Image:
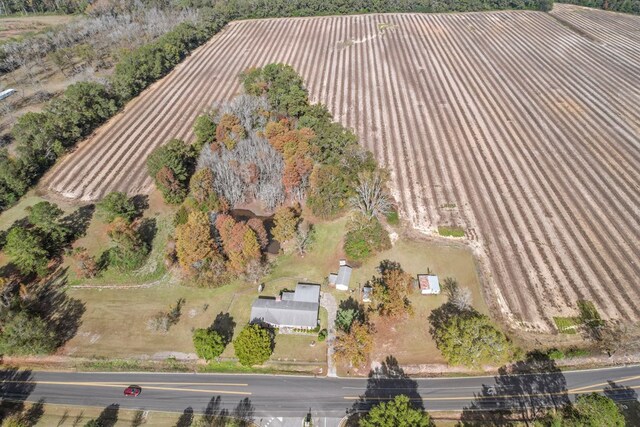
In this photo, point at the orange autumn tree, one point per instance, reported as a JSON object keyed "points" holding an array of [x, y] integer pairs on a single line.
{"points": [[239, 242], [195, 246], [296, 149]]}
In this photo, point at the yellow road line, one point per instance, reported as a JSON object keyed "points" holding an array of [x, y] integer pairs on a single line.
{"points": [[113, 385], [501, 396]]}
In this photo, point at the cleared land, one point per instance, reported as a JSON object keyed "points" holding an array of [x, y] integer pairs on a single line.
{"points": [[521, 127]]}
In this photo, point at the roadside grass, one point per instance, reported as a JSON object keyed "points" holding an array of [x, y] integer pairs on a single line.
{"points": [[408, 339], [450, 231], [71, 415], [567, 325]]}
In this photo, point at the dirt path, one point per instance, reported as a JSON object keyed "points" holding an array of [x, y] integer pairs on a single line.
{"points": [[498, 122], [329, 303]]}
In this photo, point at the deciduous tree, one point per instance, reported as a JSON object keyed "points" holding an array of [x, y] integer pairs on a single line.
{"points": [[194, 244], [285, 224], [354, 346], [27, 250], [391, 290], [116, 204], [468, 338], [209, 344], [254, 345], [398, 412]]}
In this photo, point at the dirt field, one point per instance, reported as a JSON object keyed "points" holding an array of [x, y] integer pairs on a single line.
{"points": [[20, 25], [521, 127]]}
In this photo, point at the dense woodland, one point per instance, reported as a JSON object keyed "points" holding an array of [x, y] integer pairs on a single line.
{"points": [[268, 145], [625, 6], [43, 137]]}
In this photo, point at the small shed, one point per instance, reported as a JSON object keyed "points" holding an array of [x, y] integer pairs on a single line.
{"points": [[342, 278], [7, 93], [366, 293], [429, 284]]}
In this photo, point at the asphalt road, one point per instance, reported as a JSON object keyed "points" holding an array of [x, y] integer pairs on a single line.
{"points": [[262, 396]]}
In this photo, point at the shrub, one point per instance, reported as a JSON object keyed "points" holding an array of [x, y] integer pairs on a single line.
{"points": [[254, 345], [364, 238], [171, 166], [208, 344], [116, 204]]}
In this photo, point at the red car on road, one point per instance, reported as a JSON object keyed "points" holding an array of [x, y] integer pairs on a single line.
{"points": [[132, 390]]}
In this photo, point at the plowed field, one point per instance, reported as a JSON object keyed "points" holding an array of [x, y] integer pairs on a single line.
{"points": [[521, 127]]}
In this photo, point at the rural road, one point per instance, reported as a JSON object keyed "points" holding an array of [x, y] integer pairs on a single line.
{"points": [[266, 396]]}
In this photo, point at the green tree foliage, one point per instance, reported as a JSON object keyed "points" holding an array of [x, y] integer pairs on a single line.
{"points": [[329, 191], [466, 337], [593, 409], [129, 251], [281, 84], [116, 204], [209, 344], [24, 333], [204, 129], [355, 345], [391, 290], [365, 237], [46, 218], [27, 250], [285, 224], [171, 166], [254, 345], [140, 67], [398, 412]]}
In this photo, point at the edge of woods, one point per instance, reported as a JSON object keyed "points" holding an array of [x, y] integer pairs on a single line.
{"points": [[43, 137]]}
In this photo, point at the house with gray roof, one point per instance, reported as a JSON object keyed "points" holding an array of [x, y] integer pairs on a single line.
{"points": [[342, 278], [298, 309]]}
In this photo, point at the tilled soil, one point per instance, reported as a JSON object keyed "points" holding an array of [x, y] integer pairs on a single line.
{"points": [[522, 127]]}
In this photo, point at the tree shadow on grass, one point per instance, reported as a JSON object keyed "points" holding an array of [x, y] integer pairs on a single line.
{"points": [[244, 412], [141, 203], [522, 392], [186, 419], [217, 416], [108, 417], [224, 325], [384, 384], [15, 387], [627, 400], [62, 313], [148, 229], [78, 222]]}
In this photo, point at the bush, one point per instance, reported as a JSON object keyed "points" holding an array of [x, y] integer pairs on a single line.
{"points": [[25, 333], [208, 344], [116, 204], [364, 238], [254, 345], [171, 166]]}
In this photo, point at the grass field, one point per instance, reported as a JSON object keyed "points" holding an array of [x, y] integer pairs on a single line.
{"points": [[107, 332], [497, 122]]}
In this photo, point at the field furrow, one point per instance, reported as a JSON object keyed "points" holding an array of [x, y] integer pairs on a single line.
{"points": [[521, 127]]}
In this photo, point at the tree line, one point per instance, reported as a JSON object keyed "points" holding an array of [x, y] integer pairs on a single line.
{"points": [[625, 6], [43, 137]]}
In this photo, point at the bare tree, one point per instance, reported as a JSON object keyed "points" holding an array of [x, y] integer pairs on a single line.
{"points": [[305, 237], [371, 194]]}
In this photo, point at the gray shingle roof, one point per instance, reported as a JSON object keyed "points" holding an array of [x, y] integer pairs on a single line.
{"points": [[285, 313], [307, 292], [344, 275], [297, 309]]}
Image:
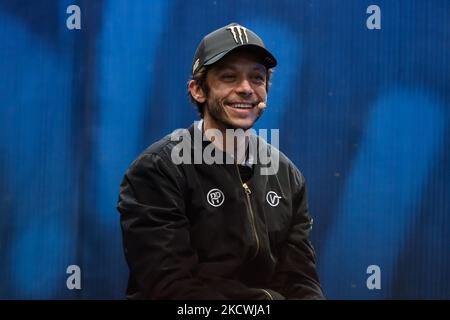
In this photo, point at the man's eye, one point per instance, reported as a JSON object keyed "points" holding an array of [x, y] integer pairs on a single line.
{"points": [[228, 76], [259, 78]]}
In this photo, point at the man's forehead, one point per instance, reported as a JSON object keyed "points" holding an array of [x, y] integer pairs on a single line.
{"points": [[240, 59]]}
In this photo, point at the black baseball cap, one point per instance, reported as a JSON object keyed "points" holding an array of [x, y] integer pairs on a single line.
{"points": [[221, 42]]}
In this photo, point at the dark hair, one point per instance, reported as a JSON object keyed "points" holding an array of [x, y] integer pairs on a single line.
{"points": [[200, 76]]}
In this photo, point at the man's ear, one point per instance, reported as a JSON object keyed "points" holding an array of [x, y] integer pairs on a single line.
{"points": [[196, 92]]}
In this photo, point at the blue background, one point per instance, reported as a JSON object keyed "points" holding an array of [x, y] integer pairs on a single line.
{"points": [[363, 113]]}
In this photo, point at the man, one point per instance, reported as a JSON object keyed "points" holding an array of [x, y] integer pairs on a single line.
{"points": [[222, 230]]}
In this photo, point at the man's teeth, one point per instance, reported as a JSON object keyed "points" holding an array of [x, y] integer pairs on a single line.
{"points": [[242, 105]]}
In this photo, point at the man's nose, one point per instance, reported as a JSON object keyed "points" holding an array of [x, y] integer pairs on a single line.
{"points": [[244, 87]]}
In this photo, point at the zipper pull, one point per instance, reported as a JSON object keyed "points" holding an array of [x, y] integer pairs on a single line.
{"points": [[247, 189]]}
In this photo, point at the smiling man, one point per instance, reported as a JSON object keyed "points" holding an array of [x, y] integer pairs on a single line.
{"points": [[219, 230]]}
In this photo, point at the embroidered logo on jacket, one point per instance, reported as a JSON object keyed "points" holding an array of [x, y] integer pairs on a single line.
{"points": [[273, 198], [215, 197]]}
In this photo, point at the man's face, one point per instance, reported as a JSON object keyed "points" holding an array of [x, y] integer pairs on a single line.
{"points": [[237, 84]]}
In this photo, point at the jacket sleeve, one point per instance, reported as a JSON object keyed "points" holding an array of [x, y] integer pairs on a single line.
{"points": [[296, 276], [155, 233]]}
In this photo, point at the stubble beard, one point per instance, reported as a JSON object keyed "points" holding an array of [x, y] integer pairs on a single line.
{"points": [[217, 113]]}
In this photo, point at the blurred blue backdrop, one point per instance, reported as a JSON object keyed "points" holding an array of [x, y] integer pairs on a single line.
{"points": [[363, 113]]}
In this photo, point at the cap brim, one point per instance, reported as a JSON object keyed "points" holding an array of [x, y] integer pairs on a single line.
{"points": [[268, 59]]}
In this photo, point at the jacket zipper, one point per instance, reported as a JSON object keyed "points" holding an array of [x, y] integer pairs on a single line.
{"points": [[252, 215]]}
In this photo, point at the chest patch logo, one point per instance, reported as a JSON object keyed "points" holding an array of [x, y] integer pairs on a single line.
{"points": [[273, 198], [215, 197]]}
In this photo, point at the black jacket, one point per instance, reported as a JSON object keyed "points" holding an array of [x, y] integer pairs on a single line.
{"points": [[249, 241]]}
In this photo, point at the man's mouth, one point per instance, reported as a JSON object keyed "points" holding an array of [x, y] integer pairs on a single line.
{"points": [[241, 105]]}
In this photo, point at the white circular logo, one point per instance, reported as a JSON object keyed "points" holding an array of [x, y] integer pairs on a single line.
{"points": [[272, 198], [215, 197]]}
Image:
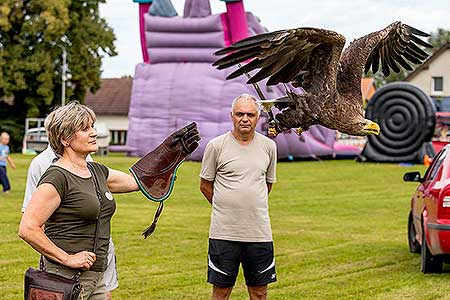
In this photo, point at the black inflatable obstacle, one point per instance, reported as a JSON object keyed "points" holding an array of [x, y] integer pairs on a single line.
{"points": [[407, 117]]}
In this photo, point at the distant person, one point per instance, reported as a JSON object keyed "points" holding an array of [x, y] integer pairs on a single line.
{"points": [[238, 170], [4, 160], [66, 201]]}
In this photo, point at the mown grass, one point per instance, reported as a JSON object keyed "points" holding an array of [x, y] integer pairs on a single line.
{"points": [[339, 230]]}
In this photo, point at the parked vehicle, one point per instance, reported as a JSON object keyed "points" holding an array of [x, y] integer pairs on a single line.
{"points": [[429, 218]]}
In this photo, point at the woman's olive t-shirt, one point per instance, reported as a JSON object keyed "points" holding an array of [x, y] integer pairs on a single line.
{"points": [[72, 225]]}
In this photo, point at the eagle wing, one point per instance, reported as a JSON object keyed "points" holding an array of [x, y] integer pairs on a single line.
{"points": [[396, 45], [306, 57]]}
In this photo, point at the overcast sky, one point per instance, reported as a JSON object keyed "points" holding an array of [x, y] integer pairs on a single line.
{"points": [[352, 18]]}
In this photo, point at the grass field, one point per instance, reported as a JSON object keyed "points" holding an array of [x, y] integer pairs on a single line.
{"points": [[339, 230]]}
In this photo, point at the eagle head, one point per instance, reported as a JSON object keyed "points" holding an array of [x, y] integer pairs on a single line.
{"points": [[365, 127]]}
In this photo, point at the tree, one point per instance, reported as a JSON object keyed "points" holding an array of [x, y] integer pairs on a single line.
{"points": [[30, 58]]}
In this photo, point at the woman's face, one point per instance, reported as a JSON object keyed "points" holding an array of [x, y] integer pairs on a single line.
{"points": [[85, 140]]}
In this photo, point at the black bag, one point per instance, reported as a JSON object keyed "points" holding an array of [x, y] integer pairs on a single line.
{"points": [[42, 285]]}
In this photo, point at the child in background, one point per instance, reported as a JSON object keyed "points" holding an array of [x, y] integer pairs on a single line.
{"points": [[4, 157]]}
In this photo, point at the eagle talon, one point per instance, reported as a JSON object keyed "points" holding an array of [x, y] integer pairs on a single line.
{"points": [[274, 128], [299, 131]]}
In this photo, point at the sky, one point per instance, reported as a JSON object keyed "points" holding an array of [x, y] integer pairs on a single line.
{"points": [[351, 18]]}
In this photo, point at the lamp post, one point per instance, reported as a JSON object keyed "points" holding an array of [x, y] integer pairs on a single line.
{"points": [[63, 74]]}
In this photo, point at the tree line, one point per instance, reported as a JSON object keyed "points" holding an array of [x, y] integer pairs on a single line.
{"points": [[32, 35]]}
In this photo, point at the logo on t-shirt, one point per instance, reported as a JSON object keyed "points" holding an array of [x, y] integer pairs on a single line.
{"points": [[109, 196]]}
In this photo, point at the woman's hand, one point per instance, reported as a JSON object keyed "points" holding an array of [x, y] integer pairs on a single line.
{"points": [[81, 260]]}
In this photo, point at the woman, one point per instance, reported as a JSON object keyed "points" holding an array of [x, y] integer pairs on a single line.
{"points": [[66, 202]]}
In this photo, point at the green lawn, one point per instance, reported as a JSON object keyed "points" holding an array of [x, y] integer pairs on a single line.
{"points": [[339, 230]]}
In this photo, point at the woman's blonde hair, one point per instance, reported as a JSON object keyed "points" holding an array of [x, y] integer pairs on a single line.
{"points": [[63, 122]]}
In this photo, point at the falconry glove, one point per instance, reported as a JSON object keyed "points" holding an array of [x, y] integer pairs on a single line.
{"points": [[155, 173]]}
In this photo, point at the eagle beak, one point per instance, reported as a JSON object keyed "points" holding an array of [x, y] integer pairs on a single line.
{"points": [[371, 128]]}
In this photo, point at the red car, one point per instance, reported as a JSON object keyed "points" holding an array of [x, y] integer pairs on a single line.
{"points": [[429, 218]]}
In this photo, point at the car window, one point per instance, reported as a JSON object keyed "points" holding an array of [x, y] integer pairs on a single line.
{"points": [[437, 162]]}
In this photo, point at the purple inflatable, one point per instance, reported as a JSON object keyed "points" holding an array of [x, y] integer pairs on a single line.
{"points": [[176, 84]]}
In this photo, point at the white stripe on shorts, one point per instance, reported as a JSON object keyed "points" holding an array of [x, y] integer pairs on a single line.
{"points": [[212, 266], [269, 267]]}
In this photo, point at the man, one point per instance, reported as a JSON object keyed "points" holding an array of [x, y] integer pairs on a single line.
{"points": [[37, 167], [4, 159], [238, 170]]}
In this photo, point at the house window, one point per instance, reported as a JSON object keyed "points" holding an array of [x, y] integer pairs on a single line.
{"points": [[118, 137], [437, 85]]}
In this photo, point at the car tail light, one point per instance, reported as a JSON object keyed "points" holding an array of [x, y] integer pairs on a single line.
{"points": [[444, 205], [446, 201]]}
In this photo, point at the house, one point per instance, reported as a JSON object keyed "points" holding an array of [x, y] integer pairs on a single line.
{"points": [[111, 104], [433, 77]]}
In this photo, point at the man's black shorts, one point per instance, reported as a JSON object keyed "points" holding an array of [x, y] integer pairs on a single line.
{"points": [[257, 261]]}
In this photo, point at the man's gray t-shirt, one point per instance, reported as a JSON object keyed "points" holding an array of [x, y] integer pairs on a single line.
{"points": [[240, 197]]}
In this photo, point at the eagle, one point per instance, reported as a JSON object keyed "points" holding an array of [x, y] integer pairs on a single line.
{"points": [[312, 58]]}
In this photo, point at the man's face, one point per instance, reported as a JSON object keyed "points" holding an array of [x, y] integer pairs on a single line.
{"points": [[245, 116]]}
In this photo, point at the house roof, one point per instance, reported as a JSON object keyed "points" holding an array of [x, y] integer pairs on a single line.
{"points": [[113, 97], [427, 62]]}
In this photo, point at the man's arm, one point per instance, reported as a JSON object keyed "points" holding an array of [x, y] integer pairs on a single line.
{"points": [[207, 188]]}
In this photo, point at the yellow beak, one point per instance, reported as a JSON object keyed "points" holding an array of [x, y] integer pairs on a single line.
{"points": [[371, 128]]}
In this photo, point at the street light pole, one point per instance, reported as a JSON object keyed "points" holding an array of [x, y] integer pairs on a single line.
{"points": [[63, 74]]}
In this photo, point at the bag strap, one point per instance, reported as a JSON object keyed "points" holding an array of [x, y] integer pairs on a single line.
{"points": [[99, 196]]}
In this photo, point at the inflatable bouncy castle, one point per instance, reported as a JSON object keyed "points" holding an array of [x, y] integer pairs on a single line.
{"points": [[176, 83]]}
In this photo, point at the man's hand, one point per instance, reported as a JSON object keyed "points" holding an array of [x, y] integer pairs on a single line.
{"points": [[81, 260]]}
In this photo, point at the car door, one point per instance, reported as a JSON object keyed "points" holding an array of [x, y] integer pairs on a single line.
{"points": [[426, 196]]}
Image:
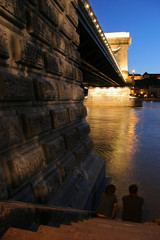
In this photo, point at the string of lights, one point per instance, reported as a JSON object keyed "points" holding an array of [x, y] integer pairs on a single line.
{"points": [[94, 19]]}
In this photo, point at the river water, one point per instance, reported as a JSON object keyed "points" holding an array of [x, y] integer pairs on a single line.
{"points": [[128, 139]]}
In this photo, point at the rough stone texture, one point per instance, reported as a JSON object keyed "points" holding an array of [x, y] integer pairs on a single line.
{"points": [[45, 151], [93, 229]]}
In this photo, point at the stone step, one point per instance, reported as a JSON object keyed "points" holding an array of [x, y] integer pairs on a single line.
{"points": [[110, 231], [93, 229]]}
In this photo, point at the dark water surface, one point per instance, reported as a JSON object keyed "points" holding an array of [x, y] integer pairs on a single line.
{"points": [[128, 139]]}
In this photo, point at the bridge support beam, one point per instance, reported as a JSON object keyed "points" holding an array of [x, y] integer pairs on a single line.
{"points": [[110, 97]]}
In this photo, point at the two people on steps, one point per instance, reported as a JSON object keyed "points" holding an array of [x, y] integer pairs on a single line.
{"points": [[132, 204]]}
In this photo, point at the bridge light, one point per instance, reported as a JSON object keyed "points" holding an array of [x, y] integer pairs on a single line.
{"points": [[87, 5]]}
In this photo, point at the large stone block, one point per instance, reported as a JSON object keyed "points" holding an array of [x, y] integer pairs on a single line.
{"points": [[80, 153], [35, 123], [79, 75], [46, 184], [14, 11], [71, 138], [89, 145], [53, 148], [83, 130], [34, 2], [53, 64], [4, 53], [71, 14], [38, 28], [82, 111], [44, 90], [60, 44], [74, 55], [3, 186], [65, 27], [20, 166], [14, 87], [10, 129], [77, 93], [75, 3], [70, 165], [27, 53], [61, 4], [69, 71], [75, 38], [64, 91], [49, 11], [60, 117], [73, 113]]}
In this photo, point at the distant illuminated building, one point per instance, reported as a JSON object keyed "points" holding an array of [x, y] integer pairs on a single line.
{"points": [[119, 42]]}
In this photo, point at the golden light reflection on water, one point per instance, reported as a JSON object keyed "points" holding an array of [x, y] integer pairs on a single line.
{"points": [[113, 131], [128, 140]]}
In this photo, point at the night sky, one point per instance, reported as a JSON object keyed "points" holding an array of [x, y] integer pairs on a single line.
{"points": [[142, 19]]}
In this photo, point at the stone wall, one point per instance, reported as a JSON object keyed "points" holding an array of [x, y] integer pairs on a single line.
{"points": [[45, 150]]}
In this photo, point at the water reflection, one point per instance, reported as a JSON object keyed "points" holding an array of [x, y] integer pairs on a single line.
{"points": [[128, 140]]}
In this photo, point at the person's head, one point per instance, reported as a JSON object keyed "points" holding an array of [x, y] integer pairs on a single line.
{"points": [[110, 189], [133, 189]]}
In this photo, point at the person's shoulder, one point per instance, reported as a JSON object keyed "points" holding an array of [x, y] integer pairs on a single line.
{"points": [[126, 196], [141, 198]]}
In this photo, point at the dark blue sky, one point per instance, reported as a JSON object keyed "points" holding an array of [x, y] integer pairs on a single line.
{"points": [[142, 19]]}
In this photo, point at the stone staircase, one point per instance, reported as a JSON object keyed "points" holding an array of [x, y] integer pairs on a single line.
{"points": [[91, 229], [38, 222]]}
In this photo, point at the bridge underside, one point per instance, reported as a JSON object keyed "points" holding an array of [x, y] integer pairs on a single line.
{"points": [[98, 67]]}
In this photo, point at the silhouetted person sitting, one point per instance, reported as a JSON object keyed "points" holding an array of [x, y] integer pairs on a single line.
{"points": [[108, 207], [132, 205]]}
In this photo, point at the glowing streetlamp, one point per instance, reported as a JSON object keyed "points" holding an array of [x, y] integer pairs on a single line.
{"points": [[133, 71]]}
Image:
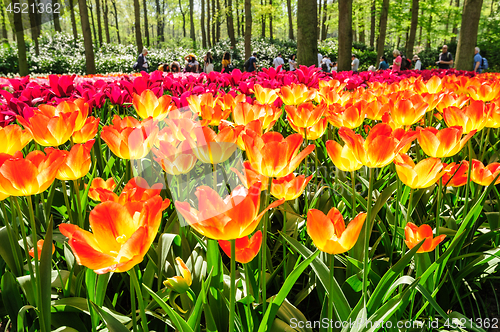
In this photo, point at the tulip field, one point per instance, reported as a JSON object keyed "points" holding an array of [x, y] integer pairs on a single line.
{"points": [[270, 201]]}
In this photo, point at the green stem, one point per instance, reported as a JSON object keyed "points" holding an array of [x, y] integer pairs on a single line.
{"points": [[137, 286], [232, 299], [367, 228]]}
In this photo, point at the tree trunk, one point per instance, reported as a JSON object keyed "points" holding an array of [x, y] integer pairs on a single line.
{"points": [[146, 24], [138, 35], [345, 35], [21, 46], [290, 19], [413, 29], [230, 24], [382, 28], [191, 18], [106, 21], [55, 15], [468, 34], [263, 21], [73, 20], [87, 38], [372, 23], [271, 20], [323, 26], [307, 32], [248, 28], [98, 14], [203, 32], [116, 21]]}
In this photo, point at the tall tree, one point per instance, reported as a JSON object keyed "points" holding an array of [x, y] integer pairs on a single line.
{"points": [[116, 22], [106, 21], [468, 34], [248, 28], [373, 10], [382, 28], [87, 38], [345, 35], [203, 32], [271, 19], [55, 15], [98, 17], [138, 35], [290, 19], [413, 29], [21, 46], [230, 24], [146, 24], [73, 20], [183, 19], [307, 32]]}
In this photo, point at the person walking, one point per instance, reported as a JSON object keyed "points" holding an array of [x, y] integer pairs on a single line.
{"points": [[477, 61], [445, 59], [278, 61]]}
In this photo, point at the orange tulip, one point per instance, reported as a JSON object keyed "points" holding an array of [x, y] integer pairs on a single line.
{"points": [[296, 94], [422, 175], [148, 105], [98, 183], [314, 132], [39, 246], [329, 233], [246, 249], [175, 160], [306, 114], [350, 117], [251, 176], [121, 236], [264, 96], [471, 117], [380, 147], [230, 218], [442, 143], [13, 139], [212, 148], [76, 163], [88, 131], [272, 155], [31, 175], [289, 187], [414, 235], [482, 175], [48, 129], [129, 138], [455, 174], [342, 157]]}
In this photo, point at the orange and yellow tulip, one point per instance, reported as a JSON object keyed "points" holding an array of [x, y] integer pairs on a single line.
{"points": [[246, 248], [472, 117], [272, 155], [39, 246], [121, 236], [235, 216], [129, 138], [329, 233], [442, 143], [289, 187], [380, 147], [482, 175], [148, 105], [13, 139], [422, 175], [30, 175], [414, 235], [175, 160]]}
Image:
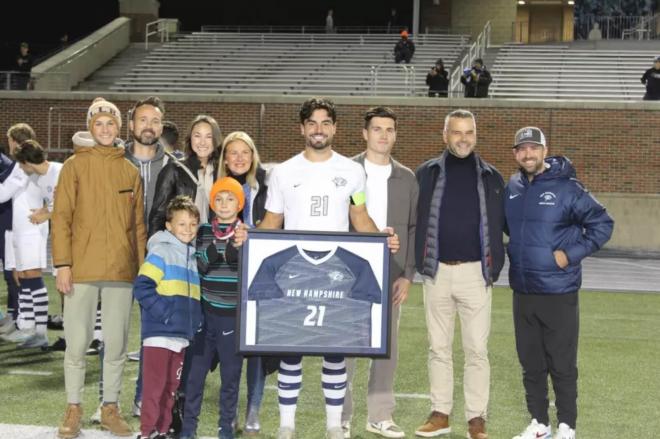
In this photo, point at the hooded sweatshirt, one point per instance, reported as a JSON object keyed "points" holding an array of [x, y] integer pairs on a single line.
{"points": [[149, 170], [167, 288]]}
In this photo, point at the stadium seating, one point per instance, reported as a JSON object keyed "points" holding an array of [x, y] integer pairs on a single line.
{"points": [[289, 63], [568, 72]]}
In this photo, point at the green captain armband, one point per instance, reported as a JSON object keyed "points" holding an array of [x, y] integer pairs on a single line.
{"points": [[358, 198]]}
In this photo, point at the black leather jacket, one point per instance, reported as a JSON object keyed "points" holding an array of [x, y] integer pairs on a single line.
{"points": [[176, 178]]}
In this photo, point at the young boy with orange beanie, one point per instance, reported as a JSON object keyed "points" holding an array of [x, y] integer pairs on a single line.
{"points": [[218, 272]]}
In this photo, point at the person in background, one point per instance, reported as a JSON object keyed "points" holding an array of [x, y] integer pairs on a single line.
{"points": [[170, 139], [651, 79], [438, 80], [24, 66], [476, 80], [404, 49]]}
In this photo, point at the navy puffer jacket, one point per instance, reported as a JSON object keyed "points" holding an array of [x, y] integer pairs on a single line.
{"points": [[552, 212]]}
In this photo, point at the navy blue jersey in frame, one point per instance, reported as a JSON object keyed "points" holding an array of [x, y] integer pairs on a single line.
{"points": [[324, 297]]}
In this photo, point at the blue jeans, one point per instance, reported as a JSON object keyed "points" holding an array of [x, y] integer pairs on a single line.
{"points": [[256, 379]]}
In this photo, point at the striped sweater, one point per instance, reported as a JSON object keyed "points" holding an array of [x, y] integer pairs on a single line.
{"points": [[167, 288], [217, 262]]}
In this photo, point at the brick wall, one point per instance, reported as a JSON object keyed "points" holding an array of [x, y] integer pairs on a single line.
{"points": [[614, 146]]}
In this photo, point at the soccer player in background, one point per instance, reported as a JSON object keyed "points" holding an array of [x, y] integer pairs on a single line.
{"points": [[317, 189]]}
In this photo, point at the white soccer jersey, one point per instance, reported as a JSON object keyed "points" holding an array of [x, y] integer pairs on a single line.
{"points": [[48, 182], [315, 195]]}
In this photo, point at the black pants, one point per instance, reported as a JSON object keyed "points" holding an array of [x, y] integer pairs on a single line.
{"points": [[547, 327]]}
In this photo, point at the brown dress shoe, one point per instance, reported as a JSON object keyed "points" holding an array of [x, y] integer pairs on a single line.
{"points": [[436, 424], [71, 424], [112, 421], [477, 428]]}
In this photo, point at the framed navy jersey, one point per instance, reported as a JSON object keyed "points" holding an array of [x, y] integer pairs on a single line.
{"points": [[314, 293]]}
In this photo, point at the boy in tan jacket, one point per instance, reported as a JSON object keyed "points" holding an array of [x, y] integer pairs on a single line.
{"points": [[99, 240]]}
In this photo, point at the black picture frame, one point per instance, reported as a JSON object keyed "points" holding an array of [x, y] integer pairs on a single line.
{"points": [[302, 317]]}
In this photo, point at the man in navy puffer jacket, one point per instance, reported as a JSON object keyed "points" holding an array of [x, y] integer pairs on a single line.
{"points": [[554, 223]]}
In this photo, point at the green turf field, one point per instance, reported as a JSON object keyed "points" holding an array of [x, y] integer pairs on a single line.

WHAT TO WORK ON :: Print exactly the lines above, starting at the line that contains "In this photo, point at the black picture" and ending with the last line of the records, both included.

SOLUTION FOR THIS PROBLEM ::
In this photo, point at the black picture frame, one point per instance, reported as a JSON object keyed "points" holding an array of [x, y] integer pairs on a single line.
{"points": [[302, 317]]}
In this photo, point at the man in navy puffer jacket, one point per instance, reported as a JSON object keyed "points" holding an array of [x, y] integer pairs on a single line.
{"points": [[554, 223]]}
In this photo, point at the green turf field, one point per instance, reported as a JSON object keyed "points" holding an array of [x, y] integer pairs on a single line.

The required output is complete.